Исходный отрывок:
'''
Во всем он винил себя. Он не владел искусством непринужденного общения с людьми. Для этого нужно было, вероятно, обладать большим душевным досугом, уметь легко отрешаться от тягот повседневности. А он, куда бы ни попадал, всюду оседал и располагался со всем своим тяжеловесным скарбом неизбывных забот. Мысли его никогда не могли полностью оторваться от очередного неоконченного дела, от задуманного опыта. А дела никогда не кончались, планы набегали друг на друга, как льдины в ледостав.
Он осторожно пытался посвящать Феозву в свои заветные мысли. Она выслушивала его с такой бездумно-вежливой внимательностью, что он задыхался и умолкал, а она принималась за свое вышивание. Ему казалось, что он читает в ее взгляде молчаливый укор. Он не знал, к чему его отнести, и не знал, как о таких вещах спрашивать. Были ли ей непонятны его думы или неинтересны его занятия? В действительности дело обстояло гораздо хуже. Она не допускала и мысли, что это и есть главное содержание его жизни, вот это самое, что он так неудачно пробовал перед ней раскрывать.
'''
Задания к упражнению:
1/ Соберите из листинга все строки, где встречается слово "child". Регистр букв учитывается.
2/ Допишите следующую часть отрывка о Феозве, начиная сразу после его последнего предложения.

Исходный листинг:
'''
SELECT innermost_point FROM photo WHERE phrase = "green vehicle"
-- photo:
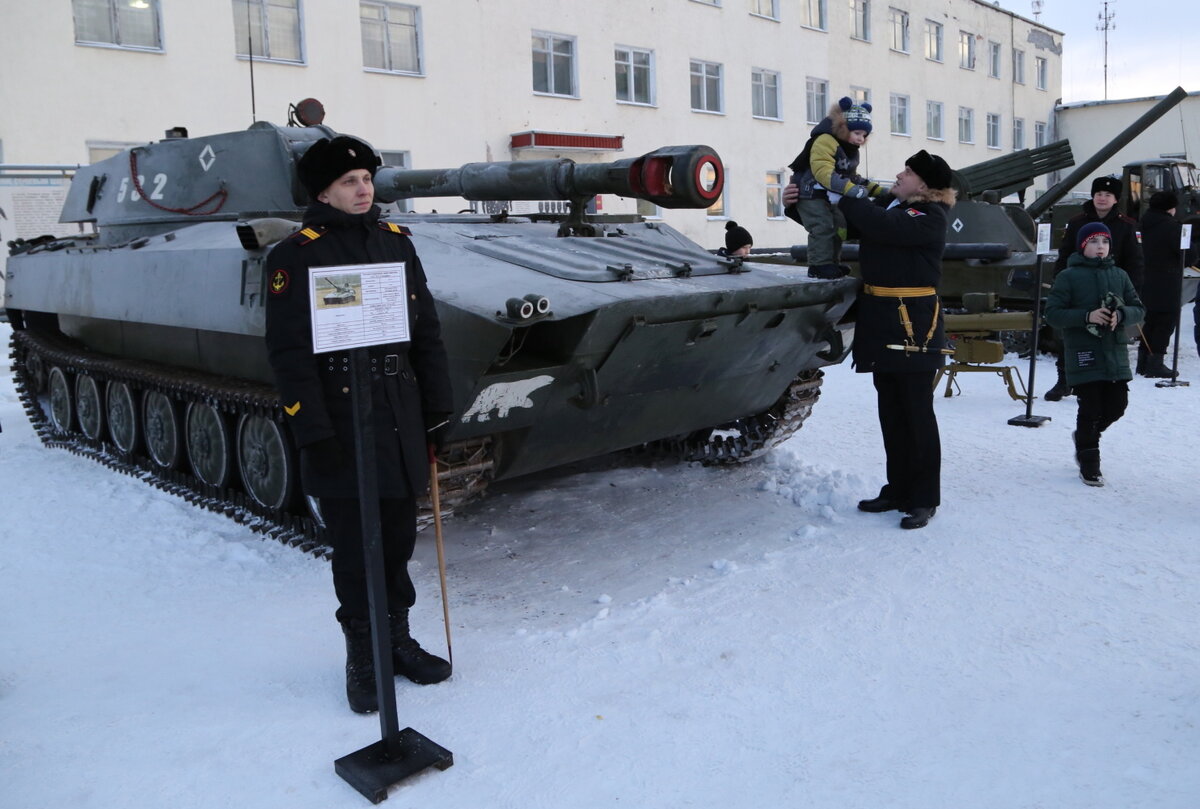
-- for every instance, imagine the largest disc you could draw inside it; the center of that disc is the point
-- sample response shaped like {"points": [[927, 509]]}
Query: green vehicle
{"points": [[568, 336]]}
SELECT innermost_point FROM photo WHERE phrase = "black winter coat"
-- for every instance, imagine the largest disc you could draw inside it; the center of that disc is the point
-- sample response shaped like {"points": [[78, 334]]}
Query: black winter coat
{"points": [[315, 389], [1126, 240], [1161, 247], [899, 246]]}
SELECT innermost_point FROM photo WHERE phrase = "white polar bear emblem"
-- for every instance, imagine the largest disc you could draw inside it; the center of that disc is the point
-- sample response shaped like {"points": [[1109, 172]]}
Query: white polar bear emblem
{"points": [[504, 396]]}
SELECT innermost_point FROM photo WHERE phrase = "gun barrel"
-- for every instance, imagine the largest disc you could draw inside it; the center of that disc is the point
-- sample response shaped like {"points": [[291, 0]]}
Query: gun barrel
{"points": [[671, 177], [1043, 203]]}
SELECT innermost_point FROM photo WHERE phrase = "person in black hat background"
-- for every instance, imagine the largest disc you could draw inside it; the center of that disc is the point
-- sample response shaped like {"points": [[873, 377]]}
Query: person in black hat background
{"points": [[901, 240], [738, 240], [1161, 234], [1126, 250], [409, 391]]}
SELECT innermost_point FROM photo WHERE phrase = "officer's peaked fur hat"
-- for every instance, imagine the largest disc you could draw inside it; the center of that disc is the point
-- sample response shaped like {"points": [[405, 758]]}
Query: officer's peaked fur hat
{"points": [[328, 160]]}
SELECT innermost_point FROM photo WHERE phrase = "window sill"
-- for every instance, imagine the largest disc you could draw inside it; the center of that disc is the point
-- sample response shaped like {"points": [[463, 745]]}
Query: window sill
{"points": [[274, 61], [113, 46], [383, 71]]}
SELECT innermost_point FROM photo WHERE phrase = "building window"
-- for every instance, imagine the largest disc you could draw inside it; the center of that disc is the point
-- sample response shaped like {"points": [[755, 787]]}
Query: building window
{"points": [[634, 75], [993, 131], [966, 49], [553, 64], [900, 124], [765, 93], [934, 41], [113, 22], [390, 37], [861, 12], [934, 126], [966, 125], [816, 100], [899, 22], [269, 28], [765, 9], [706, 87], [707, 179], [813, 13], [774, 195]]}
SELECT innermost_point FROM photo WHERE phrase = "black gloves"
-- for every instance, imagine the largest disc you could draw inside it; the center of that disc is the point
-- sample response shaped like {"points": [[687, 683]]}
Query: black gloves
{"points": [[327, 454]]}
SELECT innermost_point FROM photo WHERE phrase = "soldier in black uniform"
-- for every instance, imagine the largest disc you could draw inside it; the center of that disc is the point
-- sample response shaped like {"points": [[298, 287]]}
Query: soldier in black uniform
{"points": [[409, 393], [900, 330], [1126, 250]]}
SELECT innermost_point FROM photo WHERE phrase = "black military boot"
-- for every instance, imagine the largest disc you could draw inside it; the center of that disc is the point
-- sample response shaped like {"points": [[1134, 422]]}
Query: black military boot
{"points": [[411, 659], [1060, 387], [1156, 367], [1090, 466], [360, 687]]}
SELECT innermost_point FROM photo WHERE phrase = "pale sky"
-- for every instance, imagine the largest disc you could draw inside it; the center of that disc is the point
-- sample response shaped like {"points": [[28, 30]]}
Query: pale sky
{"points": [[1153, 46]]}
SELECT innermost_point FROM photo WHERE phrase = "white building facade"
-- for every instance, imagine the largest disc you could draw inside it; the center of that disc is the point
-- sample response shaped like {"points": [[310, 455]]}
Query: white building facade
{"points": [[439, 83]]}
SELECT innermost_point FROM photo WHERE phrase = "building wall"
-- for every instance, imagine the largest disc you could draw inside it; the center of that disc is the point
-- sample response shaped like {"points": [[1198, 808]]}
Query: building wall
{"points": [[477, 85]]}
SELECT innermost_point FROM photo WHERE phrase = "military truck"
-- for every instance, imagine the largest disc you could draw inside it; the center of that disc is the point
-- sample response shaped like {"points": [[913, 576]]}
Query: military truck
{"points": [[569, 337], [991, 245]]}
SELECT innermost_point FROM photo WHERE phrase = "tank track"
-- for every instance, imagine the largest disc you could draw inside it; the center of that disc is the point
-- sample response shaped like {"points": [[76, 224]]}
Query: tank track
{"points": [[750, 437], [465, 467]]}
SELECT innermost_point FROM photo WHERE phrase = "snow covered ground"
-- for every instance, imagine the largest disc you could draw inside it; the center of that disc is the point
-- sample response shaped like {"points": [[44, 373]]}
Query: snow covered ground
{"points": [[643, 636]]}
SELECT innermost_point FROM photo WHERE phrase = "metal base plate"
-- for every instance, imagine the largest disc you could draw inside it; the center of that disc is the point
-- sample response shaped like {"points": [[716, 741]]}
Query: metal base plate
{"points": [[1029, 420], [371, 772]]}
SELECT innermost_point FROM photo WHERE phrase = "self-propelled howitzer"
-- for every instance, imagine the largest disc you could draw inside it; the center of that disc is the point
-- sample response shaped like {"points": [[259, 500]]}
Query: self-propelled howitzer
{"points": [[142, 345]]}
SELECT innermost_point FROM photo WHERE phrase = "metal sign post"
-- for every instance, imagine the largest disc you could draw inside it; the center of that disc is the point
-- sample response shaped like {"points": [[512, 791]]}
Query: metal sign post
{"points": [[354, 307], [1185, 245], [1029, 419]]}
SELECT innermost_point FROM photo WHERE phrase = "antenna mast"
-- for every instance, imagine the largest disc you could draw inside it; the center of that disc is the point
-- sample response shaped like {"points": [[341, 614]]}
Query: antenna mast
{"points": [[1105, 25], [250, 49]]}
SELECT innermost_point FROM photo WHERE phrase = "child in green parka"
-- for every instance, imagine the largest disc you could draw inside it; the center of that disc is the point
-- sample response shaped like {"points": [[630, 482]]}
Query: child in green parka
{"points": [[1092, 301], [828, 165]]}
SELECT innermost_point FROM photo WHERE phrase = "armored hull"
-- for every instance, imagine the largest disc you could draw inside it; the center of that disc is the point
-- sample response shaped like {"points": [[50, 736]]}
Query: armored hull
{"points": [[143, 346]]}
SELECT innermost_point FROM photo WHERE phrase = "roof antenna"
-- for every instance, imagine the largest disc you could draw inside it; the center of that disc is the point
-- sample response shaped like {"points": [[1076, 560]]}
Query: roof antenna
{"points": [[1105, 18], [250, 42]]}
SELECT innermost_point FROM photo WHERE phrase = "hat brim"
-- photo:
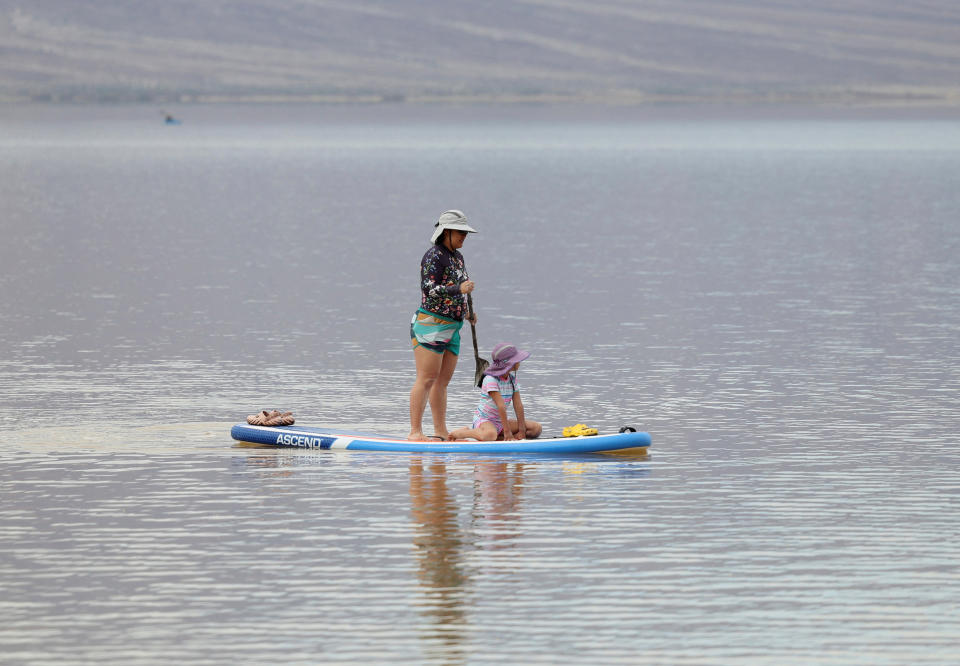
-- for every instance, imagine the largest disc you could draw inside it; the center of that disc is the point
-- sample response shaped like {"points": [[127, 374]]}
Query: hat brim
{"points": [[497, 369], [456, 226]]}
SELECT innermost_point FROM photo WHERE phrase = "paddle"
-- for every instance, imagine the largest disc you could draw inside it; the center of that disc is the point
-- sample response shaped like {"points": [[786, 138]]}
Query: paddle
{"points": [[481, 363]]}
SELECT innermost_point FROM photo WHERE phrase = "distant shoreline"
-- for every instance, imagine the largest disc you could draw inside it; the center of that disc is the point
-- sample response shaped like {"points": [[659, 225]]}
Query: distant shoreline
{"points": [[856, 97]]}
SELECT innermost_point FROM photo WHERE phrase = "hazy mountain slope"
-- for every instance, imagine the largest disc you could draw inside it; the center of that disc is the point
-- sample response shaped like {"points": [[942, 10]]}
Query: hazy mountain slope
{"points": [[619, 49]]}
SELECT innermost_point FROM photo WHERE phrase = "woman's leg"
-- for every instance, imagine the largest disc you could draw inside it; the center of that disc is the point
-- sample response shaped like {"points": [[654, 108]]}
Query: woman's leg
{"points": [[438, 394], [429, 366]]}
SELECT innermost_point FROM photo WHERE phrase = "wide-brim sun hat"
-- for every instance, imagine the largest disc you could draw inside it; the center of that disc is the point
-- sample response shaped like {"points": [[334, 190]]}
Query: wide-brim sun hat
{"points": [[451, 219], [505, 356]]}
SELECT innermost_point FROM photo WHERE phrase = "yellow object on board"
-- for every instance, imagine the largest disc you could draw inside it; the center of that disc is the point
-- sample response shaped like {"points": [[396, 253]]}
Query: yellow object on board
{"points": [[579, 430]]}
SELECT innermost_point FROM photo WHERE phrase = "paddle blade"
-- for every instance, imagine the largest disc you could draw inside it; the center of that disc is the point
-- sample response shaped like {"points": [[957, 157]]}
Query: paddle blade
{"points": [[482, 364]]}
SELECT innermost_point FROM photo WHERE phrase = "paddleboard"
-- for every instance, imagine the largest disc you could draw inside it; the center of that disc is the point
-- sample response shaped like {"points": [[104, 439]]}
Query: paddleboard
{"points": [[320, 438]]}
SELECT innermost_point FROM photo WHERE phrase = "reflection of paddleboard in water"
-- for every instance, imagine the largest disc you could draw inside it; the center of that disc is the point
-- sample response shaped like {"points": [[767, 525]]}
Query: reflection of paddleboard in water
{"points": [[626, 441]]}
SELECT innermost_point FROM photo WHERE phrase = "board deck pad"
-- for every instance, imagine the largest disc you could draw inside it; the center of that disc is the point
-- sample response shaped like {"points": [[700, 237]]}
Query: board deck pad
{"points": [[320, 438]]}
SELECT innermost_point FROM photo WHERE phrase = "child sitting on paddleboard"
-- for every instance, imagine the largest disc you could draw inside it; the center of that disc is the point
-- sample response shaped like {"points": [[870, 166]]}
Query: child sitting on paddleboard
{"points": [[500, 390]]}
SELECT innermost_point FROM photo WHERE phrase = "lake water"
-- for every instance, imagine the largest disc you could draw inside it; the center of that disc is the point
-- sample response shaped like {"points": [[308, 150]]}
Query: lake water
{"points": [[776, 300]]}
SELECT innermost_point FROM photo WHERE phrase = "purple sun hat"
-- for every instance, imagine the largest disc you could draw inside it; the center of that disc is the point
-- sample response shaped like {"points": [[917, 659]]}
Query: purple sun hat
{"points": [[505, 356]]}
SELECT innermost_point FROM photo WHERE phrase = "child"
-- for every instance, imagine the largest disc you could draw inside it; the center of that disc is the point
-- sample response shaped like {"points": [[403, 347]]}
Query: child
{"points": [[500, 389]]}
'''
Ответы по порядку:
1/
SELECT innermost_point FROM photo WHERE phrase = "child in green parka"
Query: child in green parka
SELECT innermost_point FROM photo WHERE phrase = "child sitting on paddleboard"
Query: child sitting on paddleboard
SELECT innermost_point FROM photo WHERE phrase = "child"
Query: child

2/
Если бы он успел ей досказать, что мучительную, невыгодную, оплачивавшуюся грошами работу по созданию новой «Технологии» он предпринял потому, что, по его мнению, это нужно было для пробуждения в России промышленности, она только широко и недоуменно открыла бы свои красивые карие глаза. Люди почему-то считают себя обязанными окутывать самые простые вещи целыми облаками пустых слов. В ее прекрасных глазах действительно мелькала тень досады: он никогда не хотел ради нее отказаться от множества ненужных слов, которыми сопровождал и свои удачные и свои неудачные поступки. Она не могла уловить в его словах то, что должно было касаться только их одних, их будущей семьи, – ведь недаром же он тянется к ней, делит с ней ее долгие часы досуга. Все люди, как она думала, во имя своего главного, по ее мнению, жизненного дела – устройства семьи, воспитания детенышей-наследников – вынуждены носить какую-то личину, которую они считают для себя наиболее удобной и право на которую окружающие за ними признают. Один принимает для этого обличье
чиновника, другой – адвоката, третий с профессорской кафедры распространяет скуку познания среди нового поколения. Ее всегда тяготили занятия в институте острым ощущением своей никчемности. Учителя отбывали ежедневную тоскливую обязанность. Они задавали уроки «от сих до сих» и требовали, чтобы она запоминала имена давно почивших в бозе императоров, произносила названия никому не нужных рек, извивавшихся на карте, как расщепившиеся шелковинки, пуговок – городов, формул, которые ей-то наверняка, а может быть и никому, не понадобятся. Во всяком случае, учитель не мог об этом сказать ничего определенного…
Ольга Ивановна находила, что ее замысел развивается успешно. Помолвка произошла. Менделеев виделся с Феозвой Никитичной чаще, чем раньше. И он никак не мог понять, чем завтрашний день должен отличаться от сегодняшнего, откуда ждать той полноты радости, которую должно было бы обещать начало совместной жизни с любимым человеком.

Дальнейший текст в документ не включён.